►

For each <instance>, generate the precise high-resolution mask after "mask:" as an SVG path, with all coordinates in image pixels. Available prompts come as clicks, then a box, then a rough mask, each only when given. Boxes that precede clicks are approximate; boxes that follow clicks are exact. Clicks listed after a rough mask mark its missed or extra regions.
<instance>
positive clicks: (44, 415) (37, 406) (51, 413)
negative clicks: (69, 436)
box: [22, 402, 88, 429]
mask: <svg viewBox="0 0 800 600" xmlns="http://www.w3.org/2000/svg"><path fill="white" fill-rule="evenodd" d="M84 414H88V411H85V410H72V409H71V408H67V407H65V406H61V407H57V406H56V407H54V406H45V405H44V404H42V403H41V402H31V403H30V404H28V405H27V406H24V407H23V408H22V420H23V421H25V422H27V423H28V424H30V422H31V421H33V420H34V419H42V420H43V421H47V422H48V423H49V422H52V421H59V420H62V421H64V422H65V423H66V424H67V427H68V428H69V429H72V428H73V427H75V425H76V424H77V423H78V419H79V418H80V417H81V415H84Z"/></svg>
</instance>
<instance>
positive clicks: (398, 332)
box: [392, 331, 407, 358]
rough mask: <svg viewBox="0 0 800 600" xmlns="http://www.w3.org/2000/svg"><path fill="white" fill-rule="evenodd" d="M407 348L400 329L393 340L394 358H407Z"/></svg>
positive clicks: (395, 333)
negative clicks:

◄

Whenever a line of the records above contains the word "positive", it counts toward the total; give that total alone.

**THE ANSWER**
3